• _Challenge_: Which lines of the listing below contain the string 'single'? Return each of them, treating uppercase and lowercase as different.

• _Source data_:

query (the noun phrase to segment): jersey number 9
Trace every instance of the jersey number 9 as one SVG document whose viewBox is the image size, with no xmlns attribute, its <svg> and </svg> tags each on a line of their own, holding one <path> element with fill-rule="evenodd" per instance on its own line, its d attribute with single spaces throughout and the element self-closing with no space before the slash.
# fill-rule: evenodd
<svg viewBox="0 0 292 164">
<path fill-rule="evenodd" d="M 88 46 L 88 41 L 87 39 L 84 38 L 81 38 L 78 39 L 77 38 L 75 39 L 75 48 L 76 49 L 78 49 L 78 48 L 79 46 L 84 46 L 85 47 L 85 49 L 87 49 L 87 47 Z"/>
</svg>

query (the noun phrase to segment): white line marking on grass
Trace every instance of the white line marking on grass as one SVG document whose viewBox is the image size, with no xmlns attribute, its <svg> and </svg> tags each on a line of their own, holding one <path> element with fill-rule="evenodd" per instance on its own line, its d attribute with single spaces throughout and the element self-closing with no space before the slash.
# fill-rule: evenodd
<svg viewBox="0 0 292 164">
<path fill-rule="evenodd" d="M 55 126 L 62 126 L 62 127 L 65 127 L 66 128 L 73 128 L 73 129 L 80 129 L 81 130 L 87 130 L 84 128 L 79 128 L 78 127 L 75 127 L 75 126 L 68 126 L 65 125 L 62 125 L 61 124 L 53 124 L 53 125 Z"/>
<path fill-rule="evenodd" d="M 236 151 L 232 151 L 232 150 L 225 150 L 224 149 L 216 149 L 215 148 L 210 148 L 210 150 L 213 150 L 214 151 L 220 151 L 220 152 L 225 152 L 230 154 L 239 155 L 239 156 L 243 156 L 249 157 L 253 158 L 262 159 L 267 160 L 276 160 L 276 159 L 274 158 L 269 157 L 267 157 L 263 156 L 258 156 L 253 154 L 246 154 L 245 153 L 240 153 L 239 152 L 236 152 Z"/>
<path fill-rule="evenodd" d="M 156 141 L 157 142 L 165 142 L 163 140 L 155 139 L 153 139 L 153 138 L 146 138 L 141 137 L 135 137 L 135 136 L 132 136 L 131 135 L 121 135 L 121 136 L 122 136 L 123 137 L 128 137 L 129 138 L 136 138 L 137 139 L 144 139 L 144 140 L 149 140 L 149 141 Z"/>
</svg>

• _Response for this exercise_:
Trace every instance of the jersey number 9 as one SVG document whose viewBox is the image size, with no xmlns attribute, its <svg> and </svg> tags each on a line of their own, holding one <path> element with fill-rule="evenodd" per instance on its own line, its d attribute with single spaces throughout and the element self-closing with no space before the slash.
Trace every instance of the white line marking on grass as one SVG document whose viewBox is the image size, with no xmlns attribute, its <svg> and </svg> tags each on a line of their own, holding one <path> element with fill-rule="evenodd" per instance on its own line, its d attribute with single spaces throughout and the element self-closing with no space before the slash.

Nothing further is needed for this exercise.